Risk-off was the theme across most markets on Thursday, but the U.S. dollar fell 0.35% following the disappointing data releases. The dollar was under pressure after data showed that U.S. consumer spending fell in May, the latest sign of slowing economic growth. The Fed-preferred core PCE price index also showed signs of easing prices in May, hitting a six-month low of 4.7% but remaining elevated. Meanwhile, the dollar index rose on Friday morning and was set to rise for the week, supported by the Federal Reserve's hawkish stance and rising risks of a global recession. Fed policymakers signaled this week that they are committed to lowering inflation even if it means risking a recession by raising interest rates by 75 basis points in July. Elsewhere, U.S. yields fell, with the 10-year yield falling to a low of 2.97%; equities also fell, with the S&P 500 falling 1%.

» TASK DIRECTIONS
According to the market report above, what supported the dollar index on Friday morning? Answer in one to three sentences.

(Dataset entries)
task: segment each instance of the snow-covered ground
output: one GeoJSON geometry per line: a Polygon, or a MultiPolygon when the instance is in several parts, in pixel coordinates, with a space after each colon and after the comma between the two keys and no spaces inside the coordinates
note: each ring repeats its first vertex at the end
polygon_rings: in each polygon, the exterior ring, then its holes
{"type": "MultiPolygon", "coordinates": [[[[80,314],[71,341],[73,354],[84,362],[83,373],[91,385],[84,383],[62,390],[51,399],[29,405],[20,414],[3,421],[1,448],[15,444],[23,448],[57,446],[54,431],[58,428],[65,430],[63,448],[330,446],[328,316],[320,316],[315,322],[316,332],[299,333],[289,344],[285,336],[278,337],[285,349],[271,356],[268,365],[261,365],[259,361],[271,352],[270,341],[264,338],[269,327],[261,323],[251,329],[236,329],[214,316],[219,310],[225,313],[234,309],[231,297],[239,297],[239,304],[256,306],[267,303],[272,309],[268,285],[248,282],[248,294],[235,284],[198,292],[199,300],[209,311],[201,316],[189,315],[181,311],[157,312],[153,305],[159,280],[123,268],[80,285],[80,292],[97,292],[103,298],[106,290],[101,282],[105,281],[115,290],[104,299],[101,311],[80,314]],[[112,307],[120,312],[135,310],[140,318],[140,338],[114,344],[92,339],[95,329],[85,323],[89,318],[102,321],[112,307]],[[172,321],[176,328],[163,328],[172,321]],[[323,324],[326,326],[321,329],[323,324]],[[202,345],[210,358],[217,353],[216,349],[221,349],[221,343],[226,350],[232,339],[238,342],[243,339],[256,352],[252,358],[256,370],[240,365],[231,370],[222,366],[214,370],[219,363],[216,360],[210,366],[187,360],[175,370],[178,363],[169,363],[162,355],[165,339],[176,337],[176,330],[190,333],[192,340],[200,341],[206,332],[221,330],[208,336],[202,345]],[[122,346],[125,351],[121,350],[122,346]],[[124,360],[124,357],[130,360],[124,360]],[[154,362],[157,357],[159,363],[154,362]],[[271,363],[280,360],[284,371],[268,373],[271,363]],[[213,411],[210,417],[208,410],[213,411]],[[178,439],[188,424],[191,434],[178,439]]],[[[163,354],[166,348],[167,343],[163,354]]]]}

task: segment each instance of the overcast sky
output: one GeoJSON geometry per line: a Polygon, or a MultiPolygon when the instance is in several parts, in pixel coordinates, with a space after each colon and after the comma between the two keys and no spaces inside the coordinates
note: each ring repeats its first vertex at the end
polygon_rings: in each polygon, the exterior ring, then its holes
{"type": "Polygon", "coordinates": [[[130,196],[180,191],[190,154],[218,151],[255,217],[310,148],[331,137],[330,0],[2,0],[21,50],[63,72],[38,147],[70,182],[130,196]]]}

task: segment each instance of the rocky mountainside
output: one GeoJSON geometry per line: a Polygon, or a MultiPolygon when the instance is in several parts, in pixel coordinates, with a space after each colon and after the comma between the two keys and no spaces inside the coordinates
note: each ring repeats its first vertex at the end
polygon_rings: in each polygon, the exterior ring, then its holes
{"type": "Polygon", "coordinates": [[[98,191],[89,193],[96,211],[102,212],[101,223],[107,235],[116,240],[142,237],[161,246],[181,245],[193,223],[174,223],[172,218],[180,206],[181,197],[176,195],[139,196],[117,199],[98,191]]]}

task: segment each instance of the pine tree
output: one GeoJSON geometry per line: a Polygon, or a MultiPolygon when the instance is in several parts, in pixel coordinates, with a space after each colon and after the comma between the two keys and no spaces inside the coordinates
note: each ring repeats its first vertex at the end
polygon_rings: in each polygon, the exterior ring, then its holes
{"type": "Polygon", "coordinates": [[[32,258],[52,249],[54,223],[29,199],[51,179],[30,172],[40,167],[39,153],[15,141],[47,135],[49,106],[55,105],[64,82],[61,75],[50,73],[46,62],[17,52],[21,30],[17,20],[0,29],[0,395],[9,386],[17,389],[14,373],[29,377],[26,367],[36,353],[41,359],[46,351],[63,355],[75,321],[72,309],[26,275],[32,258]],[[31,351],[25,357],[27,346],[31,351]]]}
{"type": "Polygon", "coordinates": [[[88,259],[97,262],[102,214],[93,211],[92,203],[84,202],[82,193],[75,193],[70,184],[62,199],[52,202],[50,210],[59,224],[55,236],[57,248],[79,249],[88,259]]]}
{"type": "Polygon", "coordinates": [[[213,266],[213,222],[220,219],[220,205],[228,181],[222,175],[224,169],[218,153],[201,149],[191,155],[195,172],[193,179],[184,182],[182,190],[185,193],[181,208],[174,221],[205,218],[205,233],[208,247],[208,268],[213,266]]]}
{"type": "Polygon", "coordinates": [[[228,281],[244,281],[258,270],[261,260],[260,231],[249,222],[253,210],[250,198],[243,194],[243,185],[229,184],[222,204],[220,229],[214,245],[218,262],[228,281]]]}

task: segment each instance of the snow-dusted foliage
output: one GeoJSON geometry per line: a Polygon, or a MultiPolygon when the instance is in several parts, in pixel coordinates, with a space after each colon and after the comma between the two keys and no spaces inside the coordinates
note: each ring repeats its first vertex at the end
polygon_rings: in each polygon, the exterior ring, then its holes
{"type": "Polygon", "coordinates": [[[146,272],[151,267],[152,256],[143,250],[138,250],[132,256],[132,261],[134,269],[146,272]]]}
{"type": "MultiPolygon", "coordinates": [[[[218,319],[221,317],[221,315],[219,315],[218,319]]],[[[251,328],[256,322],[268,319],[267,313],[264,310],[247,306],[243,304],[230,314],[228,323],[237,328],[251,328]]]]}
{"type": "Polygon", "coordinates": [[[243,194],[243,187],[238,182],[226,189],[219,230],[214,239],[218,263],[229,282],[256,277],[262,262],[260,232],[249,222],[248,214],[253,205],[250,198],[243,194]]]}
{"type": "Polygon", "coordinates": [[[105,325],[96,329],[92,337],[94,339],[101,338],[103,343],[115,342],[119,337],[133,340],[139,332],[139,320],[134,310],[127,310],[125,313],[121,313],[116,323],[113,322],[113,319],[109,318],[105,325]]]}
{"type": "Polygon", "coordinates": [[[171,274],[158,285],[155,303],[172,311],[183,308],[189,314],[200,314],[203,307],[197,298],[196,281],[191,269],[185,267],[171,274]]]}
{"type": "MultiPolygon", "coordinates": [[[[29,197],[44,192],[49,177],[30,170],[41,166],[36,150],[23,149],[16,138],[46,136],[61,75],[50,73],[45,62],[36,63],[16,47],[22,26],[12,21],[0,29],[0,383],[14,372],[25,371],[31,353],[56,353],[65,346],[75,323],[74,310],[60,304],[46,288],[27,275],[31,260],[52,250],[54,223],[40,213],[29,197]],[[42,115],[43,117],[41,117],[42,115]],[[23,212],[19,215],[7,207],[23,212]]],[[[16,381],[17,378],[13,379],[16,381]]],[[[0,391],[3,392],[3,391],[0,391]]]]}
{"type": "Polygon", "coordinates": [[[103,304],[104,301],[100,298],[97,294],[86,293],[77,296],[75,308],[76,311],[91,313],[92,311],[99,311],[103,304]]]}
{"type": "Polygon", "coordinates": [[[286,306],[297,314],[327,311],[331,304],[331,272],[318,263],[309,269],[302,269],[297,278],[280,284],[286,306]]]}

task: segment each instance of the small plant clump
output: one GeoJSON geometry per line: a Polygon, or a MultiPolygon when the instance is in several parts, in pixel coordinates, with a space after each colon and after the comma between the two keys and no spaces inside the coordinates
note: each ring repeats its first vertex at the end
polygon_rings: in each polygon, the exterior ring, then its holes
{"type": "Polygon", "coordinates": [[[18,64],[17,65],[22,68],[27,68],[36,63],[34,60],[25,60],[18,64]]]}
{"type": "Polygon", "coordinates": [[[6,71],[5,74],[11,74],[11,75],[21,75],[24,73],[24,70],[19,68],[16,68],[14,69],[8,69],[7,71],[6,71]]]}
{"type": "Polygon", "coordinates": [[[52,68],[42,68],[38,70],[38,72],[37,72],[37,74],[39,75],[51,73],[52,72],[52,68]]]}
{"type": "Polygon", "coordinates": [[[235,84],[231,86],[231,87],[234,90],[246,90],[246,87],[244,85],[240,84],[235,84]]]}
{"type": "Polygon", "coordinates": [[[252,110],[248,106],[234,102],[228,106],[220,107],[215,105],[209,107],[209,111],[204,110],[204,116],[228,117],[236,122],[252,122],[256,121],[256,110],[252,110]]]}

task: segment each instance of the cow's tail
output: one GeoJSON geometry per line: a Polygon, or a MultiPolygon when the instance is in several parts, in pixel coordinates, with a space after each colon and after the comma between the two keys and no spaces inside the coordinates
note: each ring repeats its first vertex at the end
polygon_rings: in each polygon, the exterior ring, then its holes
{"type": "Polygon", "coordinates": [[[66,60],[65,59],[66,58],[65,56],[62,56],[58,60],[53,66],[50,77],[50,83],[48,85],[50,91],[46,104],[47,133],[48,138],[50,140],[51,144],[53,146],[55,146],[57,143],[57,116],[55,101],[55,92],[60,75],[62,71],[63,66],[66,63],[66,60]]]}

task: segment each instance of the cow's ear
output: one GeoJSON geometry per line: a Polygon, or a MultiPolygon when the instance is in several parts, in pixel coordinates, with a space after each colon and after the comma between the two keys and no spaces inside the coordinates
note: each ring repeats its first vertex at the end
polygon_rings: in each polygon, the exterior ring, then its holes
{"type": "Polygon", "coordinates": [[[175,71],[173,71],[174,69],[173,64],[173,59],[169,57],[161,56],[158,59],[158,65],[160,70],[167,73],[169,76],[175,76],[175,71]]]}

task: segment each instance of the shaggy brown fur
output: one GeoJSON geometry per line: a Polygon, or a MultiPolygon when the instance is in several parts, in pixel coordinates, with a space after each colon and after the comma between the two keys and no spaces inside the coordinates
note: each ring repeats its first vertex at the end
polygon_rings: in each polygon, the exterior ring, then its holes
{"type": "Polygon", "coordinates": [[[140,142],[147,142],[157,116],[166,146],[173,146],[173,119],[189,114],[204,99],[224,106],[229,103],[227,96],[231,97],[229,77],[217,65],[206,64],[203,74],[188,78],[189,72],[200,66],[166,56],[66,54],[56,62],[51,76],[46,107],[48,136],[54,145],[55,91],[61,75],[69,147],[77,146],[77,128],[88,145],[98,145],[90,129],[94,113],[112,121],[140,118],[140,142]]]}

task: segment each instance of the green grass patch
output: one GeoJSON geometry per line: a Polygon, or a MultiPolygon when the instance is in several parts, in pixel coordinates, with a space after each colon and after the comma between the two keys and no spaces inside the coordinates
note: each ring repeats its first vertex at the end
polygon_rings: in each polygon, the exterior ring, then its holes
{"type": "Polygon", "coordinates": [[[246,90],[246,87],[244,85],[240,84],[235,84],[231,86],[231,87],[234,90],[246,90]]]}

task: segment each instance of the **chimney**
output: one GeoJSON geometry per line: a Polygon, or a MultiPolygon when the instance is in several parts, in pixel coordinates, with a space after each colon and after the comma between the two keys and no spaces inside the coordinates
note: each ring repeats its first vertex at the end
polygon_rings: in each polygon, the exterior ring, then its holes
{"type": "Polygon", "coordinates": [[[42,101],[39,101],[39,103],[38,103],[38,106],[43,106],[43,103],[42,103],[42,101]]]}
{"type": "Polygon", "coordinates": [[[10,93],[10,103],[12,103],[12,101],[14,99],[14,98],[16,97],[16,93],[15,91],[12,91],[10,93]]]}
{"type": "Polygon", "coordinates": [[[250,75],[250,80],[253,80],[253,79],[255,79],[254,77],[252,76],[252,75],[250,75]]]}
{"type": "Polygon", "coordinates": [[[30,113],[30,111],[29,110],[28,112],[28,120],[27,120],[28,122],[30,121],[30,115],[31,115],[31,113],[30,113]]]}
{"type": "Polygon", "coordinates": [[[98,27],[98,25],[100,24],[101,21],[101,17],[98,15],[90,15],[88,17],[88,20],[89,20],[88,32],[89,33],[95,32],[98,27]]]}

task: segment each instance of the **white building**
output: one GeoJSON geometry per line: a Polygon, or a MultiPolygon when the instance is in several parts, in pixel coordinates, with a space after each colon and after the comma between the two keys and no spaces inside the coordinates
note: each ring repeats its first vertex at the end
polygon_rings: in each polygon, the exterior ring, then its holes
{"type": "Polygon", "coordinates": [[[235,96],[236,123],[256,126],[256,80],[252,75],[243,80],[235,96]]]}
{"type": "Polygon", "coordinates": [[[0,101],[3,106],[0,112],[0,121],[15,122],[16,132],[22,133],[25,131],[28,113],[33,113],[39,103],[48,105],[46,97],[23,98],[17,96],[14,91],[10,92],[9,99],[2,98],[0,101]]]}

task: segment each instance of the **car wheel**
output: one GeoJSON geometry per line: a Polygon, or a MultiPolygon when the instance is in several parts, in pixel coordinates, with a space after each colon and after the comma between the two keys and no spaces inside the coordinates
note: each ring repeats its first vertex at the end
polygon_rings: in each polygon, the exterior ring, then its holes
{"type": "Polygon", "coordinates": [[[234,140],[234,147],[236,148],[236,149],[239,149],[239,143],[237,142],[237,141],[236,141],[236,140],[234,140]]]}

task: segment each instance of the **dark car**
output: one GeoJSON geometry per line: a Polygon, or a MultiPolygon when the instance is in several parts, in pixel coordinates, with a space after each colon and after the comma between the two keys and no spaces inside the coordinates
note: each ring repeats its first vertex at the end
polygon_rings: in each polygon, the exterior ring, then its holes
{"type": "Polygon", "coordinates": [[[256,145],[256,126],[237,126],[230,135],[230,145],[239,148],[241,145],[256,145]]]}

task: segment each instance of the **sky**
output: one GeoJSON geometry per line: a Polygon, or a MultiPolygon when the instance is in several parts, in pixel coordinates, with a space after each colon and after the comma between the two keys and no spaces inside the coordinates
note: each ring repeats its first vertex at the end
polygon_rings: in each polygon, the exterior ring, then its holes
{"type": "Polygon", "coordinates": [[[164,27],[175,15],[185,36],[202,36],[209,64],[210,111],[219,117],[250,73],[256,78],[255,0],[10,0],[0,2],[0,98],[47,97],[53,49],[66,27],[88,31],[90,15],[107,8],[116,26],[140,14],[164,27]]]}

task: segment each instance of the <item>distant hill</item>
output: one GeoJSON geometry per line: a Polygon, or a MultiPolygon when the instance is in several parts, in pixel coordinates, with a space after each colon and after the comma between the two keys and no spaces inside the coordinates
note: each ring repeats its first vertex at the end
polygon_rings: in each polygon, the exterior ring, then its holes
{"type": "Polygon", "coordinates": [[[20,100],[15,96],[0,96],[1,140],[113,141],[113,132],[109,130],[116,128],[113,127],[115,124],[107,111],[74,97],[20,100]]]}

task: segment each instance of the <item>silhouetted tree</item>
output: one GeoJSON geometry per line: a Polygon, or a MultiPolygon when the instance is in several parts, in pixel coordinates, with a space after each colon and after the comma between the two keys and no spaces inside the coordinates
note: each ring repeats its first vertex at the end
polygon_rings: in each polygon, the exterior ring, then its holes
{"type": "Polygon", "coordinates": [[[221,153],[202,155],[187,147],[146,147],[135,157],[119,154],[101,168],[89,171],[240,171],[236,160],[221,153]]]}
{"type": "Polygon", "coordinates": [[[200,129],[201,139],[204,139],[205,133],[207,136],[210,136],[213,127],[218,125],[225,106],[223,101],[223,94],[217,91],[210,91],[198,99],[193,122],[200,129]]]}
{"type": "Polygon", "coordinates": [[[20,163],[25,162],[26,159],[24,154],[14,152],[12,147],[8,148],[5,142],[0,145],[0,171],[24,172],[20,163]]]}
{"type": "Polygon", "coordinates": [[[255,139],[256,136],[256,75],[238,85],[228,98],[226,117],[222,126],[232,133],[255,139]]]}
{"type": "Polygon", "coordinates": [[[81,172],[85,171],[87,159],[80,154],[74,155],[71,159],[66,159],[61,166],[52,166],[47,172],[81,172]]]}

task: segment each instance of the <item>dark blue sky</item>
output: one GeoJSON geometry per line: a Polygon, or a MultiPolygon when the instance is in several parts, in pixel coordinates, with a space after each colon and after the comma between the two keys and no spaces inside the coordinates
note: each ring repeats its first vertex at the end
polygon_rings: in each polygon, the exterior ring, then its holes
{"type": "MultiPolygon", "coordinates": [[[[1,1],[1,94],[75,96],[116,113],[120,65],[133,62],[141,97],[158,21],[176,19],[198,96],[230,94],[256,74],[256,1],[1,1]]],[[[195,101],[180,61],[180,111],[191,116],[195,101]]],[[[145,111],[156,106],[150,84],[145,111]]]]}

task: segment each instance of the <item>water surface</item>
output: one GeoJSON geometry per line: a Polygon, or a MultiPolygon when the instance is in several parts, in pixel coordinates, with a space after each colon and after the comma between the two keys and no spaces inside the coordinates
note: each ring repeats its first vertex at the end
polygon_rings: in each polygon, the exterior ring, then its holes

» ANSWER TO THE PROBLEM
The dollar index was supported by the Federal Reserve's hawkish stance and by rising risks of a global recession.